INSTRUCTIONS TO FOLLOW: Extract the full listing below without altering a single character.

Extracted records
--- Start ---

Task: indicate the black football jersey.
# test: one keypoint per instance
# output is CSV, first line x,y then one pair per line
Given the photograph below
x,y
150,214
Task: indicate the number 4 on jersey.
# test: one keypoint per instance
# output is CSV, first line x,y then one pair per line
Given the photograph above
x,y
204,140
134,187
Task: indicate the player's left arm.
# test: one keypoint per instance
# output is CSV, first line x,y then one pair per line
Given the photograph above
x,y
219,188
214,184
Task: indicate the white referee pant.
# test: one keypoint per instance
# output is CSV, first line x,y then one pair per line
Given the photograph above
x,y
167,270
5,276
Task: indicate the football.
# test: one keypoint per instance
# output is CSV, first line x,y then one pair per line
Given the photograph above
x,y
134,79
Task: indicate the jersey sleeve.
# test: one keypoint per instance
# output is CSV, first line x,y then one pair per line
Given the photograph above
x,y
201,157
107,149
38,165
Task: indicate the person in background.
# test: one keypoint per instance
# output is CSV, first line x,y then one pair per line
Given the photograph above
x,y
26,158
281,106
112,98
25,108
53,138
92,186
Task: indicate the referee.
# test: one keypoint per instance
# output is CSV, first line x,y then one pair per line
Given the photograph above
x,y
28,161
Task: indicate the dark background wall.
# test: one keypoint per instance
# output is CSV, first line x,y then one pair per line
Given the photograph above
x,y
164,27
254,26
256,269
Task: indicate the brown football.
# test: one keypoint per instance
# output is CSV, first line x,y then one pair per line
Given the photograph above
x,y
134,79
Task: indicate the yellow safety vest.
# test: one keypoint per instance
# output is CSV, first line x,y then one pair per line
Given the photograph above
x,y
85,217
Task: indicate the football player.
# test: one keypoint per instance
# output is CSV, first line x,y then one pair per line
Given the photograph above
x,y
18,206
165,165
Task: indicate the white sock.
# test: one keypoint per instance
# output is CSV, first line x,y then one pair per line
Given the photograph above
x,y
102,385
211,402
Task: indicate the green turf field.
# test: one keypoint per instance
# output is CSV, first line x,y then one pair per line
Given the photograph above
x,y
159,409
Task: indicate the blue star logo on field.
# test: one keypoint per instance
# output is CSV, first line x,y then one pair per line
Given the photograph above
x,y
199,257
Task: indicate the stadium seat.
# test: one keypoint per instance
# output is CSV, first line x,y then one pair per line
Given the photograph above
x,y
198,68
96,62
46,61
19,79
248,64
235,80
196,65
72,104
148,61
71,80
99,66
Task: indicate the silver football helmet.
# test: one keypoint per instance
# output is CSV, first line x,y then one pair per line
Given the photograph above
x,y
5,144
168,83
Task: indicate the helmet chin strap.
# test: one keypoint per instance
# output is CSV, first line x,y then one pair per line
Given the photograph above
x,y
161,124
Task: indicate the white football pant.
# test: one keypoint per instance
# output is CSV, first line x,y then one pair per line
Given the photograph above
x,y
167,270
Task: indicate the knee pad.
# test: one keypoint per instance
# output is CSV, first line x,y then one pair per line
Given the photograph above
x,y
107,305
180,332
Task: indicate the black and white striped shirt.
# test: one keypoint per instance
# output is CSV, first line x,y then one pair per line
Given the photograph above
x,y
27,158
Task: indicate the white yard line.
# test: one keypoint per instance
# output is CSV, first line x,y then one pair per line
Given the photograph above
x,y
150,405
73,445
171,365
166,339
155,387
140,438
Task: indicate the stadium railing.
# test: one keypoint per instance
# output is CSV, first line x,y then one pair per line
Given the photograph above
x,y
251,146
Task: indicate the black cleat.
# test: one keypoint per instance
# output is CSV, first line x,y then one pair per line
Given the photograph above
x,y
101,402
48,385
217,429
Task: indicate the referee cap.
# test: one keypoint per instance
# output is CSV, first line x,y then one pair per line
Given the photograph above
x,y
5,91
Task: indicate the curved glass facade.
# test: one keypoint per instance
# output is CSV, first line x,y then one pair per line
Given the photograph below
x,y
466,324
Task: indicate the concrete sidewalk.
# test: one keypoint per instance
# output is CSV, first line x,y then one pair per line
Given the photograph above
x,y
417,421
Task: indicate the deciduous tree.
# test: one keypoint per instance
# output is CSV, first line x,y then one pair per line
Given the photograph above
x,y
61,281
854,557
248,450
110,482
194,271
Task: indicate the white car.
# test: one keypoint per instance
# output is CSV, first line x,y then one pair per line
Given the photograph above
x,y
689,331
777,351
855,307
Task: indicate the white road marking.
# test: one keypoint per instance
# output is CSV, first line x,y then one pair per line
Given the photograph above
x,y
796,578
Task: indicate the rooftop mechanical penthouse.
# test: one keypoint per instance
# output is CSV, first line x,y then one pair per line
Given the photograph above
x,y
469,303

--- End ---

THE ANSWER:
Task: indicate the black football jersey.
# test: one keypoint per instance
# output is CSV, first line x,y then one pair per line
Given the photograph below
x,y
150,214
Task: indicate the number 4 on jersey.
# test: one keypoint per instance
# output is CSV, first line x,y then one pair per line
Given the photograph above
x,y
204,140
134,187
Task: indicate the player's left arm.
# test: one keypoint per instance
# output is CSV, first line x,y then one pair per line
Given the photograph above
x,y
219,188
214,184
Task: indicate the white referee pant.
# test: one keypoint per instance
# output is CSV, first line x,y then one pair per line
Given the photograph above
x,y
167,270
5,276
Task: indicate the football.
# test: one keypoint per instance
# output is CSV, first line x,y then one pair per line
Given the photograph above
x,y
134,79
Task: indicate the jersey sleeve.
# test: one keypoint per instance
# output is CSV, first line x,y then one pair per line
Given the photograph above
x,y
201,157
107,149
38,165
Task: indicate the person in background.
# test: one keypoint per instance
# output is CSV, first line x,y then one pair per line
Given the photograph above
x,y
26,158
281,106
112,98
25,108
53,138
92,186
Task: indicate the referee.
# test: one keypoint per instance
# output is CSV, first line x,y then one pair per line
Given the photograph above
x,y
28,161
Task: indicate the dark background wall.
# test: one keypoint per instance
# output is CSV, first line x,y then one pair per line
Given the photograph above
x,y
164,27
254,26
256,269
Task: indicate the brown football.
# test: one keypoint per instance
# output is CSV, first line x,y then one pair per line
Given the photograph above
x,y
134,79
Task: indicate the yellow safety vest.
# test: one keypoint per instance
# output is CSV, first line x,y then one pair per line
Given the photograph above
x,y
85,217
Task: indicate the football player.
# test: one keypoint per instance
# output is CSV, first line x,y then one pair per line
Given the photograph above
x,y
18,206
165,165
Task: indicate the white sock.
# test: one keypoint per instance
# output is CSV, first line x,y then one pair per line
Given the photograph above
x,y
102,385
211,402
Task: indicate the green turf field.
# test: one keypoint per instance
# output is CSV, first line x,y then one pair per line
Given the photograph above
x,y
159,409
Task: indicate the blue star logo on field.
# test: one keypoint per instance
# output is CSV, first line x,y then one pair per line
Given the photograph above
x,y
199,257
Task: indicate the stadium seat.
# test: one keypoint per instance
# output is CSV, first line x,y then one pair per line
Given the photograph above
x,y
198,68
96,62
46,61
19,79
248,64
235,80
196,65
72,104
148,61
71,80
99,66
Task: indicate the silver football helmet.
# test: one keypoint per instance
# output is CSV, first line x,y then one pair per line
Given the photograph above
x,y
5,144
168,83
Task: indicate the helmet chin strap.
# test: one keypoint per instance
# output is CSV, first line x,y then one pair per line
Given the photograph above
x,y
161,124
Task: indicate the white football pant.
# test: one keypoint per instance
# output is CSV, first line x,y then one pair per line
Given the photograph above
x,y
167,270
Task: indicate the knee pad.
# test: one keypoint per instance
# output is CSV, first line x,y then one pair per line
Given the photograph above
x,y
107,305
180,332
Task: indicate the black and white striped shirt.
# test: one keypoint per instance
# output is CSV, first line x,y then one pair per line
Given the photograph above
x,y
27,158
Task: indicate the white yard line.
# test: one keypoint per instance
# output is CSV, first line x,y then one pair per line
Given the photograph above
x,y
150,405
73,445
171,365
166,339
155,387
140,438
Task: indicate the stadium railing.
# test: one keypoint per instance
# output is CSV, first line x,y then one pair per line
Given the photograph above
x,y
251,146
Task: indicate the black cleat.
# test: one keypoint per instance
# output is CSV, first line x,y then one pair per line
Given the photograph above
x,y
101,402
48,385
217,429
Task: indicate the referee cap.
# test: one keypoint per instance
# output is CSV, first line x,y then one pair per line
Given the photograph above
x,y
5,91
Task: indicate the curved glass facade.
# test: one keypoint per instance
# output is CSV, first line x,y then one pair per line
Given the photograph below
x,y
466,324
Task: indicate the concrete sidewalk.
# test: one keypoint per instance
# output is CSV, first line x,y then one pair per line
Given the photograph above
x,y
417,421
Task: indicate the deciduous tree.
# test: one keypoint per instance
# output is CSV, first line x,y then one pair per line
Given the photograph above
x,y
61,281
854,557
248,450
110,482
194,271
Task: indicate the white car.
# test: one keypoint per instance
# output is CSV, first line x,y then one pair per line
Given the photograph above
x,y
689,331
777,351
855,307
Task: indicate the white road marking.
# test: one keypoint per instance
# output is CSV, first line x,y then one pair per line
Given the photograph above
x,y
796,578
Task: indicate the rooftop mechanical penthouse.
# test: one keypoint per instance
# output is CSV, first line x,y then one pair per line
Given the photograph above
x,y
469,303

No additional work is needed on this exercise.